[Begin Exercise input]
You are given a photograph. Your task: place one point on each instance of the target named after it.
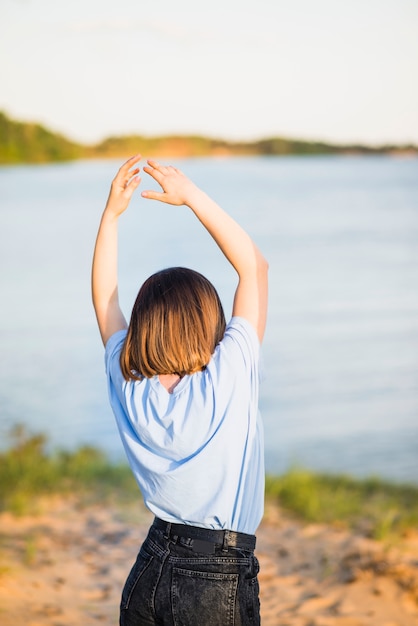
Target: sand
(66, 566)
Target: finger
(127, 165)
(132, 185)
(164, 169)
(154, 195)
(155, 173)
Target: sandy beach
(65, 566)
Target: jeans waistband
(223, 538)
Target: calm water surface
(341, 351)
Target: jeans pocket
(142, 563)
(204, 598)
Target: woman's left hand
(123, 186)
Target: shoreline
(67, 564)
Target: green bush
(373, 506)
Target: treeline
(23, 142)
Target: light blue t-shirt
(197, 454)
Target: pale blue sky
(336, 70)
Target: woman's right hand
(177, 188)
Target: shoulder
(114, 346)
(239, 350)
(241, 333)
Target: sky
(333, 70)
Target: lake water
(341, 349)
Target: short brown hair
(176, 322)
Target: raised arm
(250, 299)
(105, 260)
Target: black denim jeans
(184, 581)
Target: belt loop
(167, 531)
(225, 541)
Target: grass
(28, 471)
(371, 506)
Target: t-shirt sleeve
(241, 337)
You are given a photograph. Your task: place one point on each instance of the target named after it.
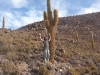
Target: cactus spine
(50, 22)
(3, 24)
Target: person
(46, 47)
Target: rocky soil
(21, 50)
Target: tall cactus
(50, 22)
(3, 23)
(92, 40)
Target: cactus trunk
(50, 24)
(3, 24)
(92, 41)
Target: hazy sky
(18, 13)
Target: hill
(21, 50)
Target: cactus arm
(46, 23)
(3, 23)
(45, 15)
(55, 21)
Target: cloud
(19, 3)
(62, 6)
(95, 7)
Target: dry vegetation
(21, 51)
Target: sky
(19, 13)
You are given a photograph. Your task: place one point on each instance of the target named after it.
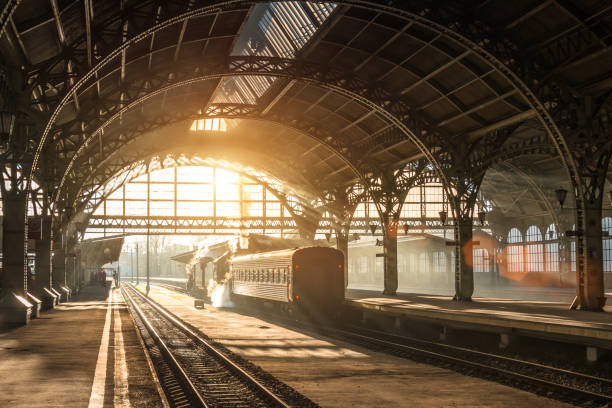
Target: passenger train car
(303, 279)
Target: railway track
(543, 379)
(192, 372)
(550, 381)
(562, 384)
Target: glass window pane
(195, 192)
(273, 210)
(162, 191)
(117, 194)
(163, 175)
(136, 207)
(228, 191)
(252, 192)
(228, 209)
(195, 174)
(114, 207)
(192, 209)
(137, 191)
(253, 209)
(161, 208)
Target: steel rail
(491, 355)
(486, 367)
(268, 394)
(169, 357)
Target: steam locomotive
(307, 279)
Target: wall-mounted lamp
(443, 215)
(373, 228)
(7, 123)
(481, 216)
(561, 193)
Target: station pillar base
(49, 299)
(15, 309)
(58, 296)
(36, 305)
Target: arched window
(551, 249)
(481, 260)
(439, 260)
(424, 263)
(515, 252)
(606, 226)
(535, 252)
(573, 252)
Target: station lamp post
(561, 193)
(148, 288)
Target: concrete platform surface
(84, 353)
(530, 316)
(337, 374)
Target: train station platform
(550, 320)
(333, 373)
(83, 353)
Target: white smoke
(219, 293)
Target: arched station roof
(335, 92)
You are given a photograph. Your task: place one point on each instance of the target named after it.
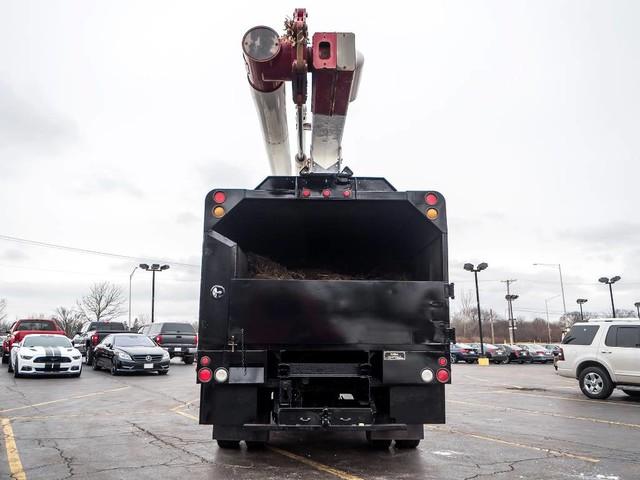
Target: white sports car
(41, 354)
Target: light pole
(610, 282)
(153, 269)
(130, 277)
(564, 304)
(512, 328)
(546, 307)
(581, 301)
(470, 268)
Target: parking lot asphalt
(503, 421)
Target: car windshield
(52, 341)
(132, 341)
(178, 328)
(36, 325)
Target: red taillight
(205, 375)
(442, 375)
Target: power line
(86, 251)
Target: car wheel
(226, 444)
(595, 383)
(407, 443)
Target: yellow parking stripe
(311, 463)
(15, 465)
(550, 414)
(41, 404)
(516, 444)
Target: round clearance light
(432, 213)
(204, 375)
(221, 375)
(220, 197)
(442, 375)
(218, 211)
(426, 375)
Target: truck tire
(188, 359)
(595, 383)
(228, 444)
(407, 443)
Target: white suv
[End Exercise input]
Stated goal: Each record above should be copied character for character, with pictures dropped.

Result:
You are given a photograph. Your task: place one point on each instance of the target named after it.
Target: sand
(66, 566)
Target: finger
(127, 165)
(132, 185)
(164, 169)
(154, 195)
(155, 173)
Target: sandy beach
(65, 566)
Target: jeans waistband
(223, 538)
Target: calm water surface
(341, 351)
Target: jeans pocket
(142, 563)
(204, 598)
Target: woman's left hand
(123, 186)
Target: shoreline
(67, 564)
Target: green bush
(373, 506)
Target: treeline
(23, 142)
Target: light blue t-shirt
(197, 454)
Target: pale blue sky
(336, 70)
Target: woman's right hand
(177, 188)
Target: shoulder
(114, 346)
(239, 350)
(241, 333)
Target: sky
(333, 70)
Target: lake water
(341, 349)
Target: short brown hair
(176, 322)
Target: raised arm
(250, 299)
(105, 260)
Target: black denim jeans
(184, 581)
Target: belt loop
(167, 531)
(225, 541)
Target: grass
(28, 471)
(371, 506)
Target: t-shirt sleeve
(241, 337)
You are given a photograph. Your task: place one point on each instance of the target named after it.
Target: cactus spine
(50, 22)
(3, 24)
Target: person
(46, 47)
Target: rocky soil
(21, 50)
Target: tall cactus
(50, 22)
(3, 23)
(92, 40)
Target: cactus trunk
(50, 24)
(3, 24)
(92, 41)
Target: hazy sky
(18, 13)
Target: hill
(21, 50)
Target: cactus arm
(46, 23)
(3, 23)
(45, 15)
(55, 21)
Target: cloud
(19, 3)
(62, 6)
(95, 7)
Target: dry vegetation
(21, 51)
Target: sky
(19, 13)
You are given a photograph. Your task: place one point on each instance of the target named after it.
Target: passenger train car
(303, 279)
Target: railway track
(543, 379)
(192, 372)
(550, 381)
(562, 384)
Target: glass window pane
(195, 192)
(273, 210)
(162, 191)
(117, 194)
(163, 175)
(136, 207)
(228, 191)
(252, 192)
(228, 209)
(195, 174)
(114, 207)
(192, 209)
(137, 191)
(253, 209)
(161, 208)
Target: steel rail
(491, 355)
(486, 367)
(268, 394)
(169, 357)
Target: steam locomotive
(307, 279)
Target: wall-mounted lamp
(443, 215)
(373, 228)
(7, 123)
(481, 216)
(561, 193)
Target: station pillar base
(49, 299)
(15, 309)
(58, 296)
(36, 305)
Target: arched window
(551, 249)
(481, 260)
(439, 260)
(424, 263)
(515, 252)
(606, 226)
(535, 252)
(573, 252)
Target: station lamp post
(561, 193)
(148, 288)
Target: concrete platform surface
(84, 353)
(530, 316)
(337, 374)
Target: train station platform
(550, 320)
(333, 373)
(83, 353)
Target: white smoke
(219, 293)
Target: arched station roof
(335, 92)
You are given a photograph. Your task: place one point on each instance of the target named after it.
Target: white sports car
(41, 354)
Target: light pole
(610, 282)
(153, 269)
(130, 277)
(564, 304)
(512, 328)
(546, 307)
(581, 301)
(470, 268)
Target: parking lot asphalt
(503, 421)
Target: car windshield
(52, 341)
(132, 341)
(178, 328)
(36, 325)
Target: red taillight
(205, 375)
(442, 375)
Target: power line
(86, 251)
Target: car wheel
(226, 444)
(595, 383)
(407, 443)
Target: yellow parking stripe
(311, 463)
(15, 465)
(550, 414)
(41, 404)
(516, 444)
Target: round clearance light
(432, 213)
(204, 375)
(221, 375)
(220, 197)
(442, 375)
(218, 211)
(426, 375)
Target: truck tire
(188, 359)
(595, 383)
(228, 444)
(407, 443)
Target: white suv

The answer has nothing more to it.